Your objective
Where a line holds the word "instance", copy it from the records.
Start of Data
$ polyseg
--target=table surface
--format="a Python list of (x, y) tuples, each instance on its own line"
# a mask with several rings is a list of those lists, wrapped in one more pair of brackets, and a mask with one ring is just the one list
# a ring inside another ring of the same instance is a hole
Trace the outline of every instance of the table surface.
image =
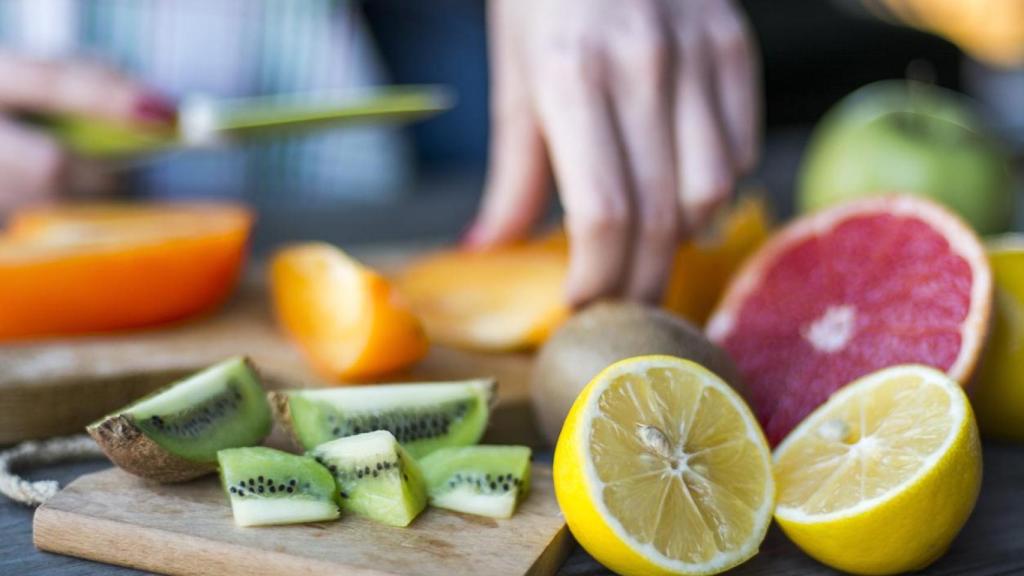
End of Data
Response area
--format="a Python list of (x, y) tuples, each instance on its own line"
# a ring inside another ring of the same instance is a hole
Trace the outline of every instance of the table surface.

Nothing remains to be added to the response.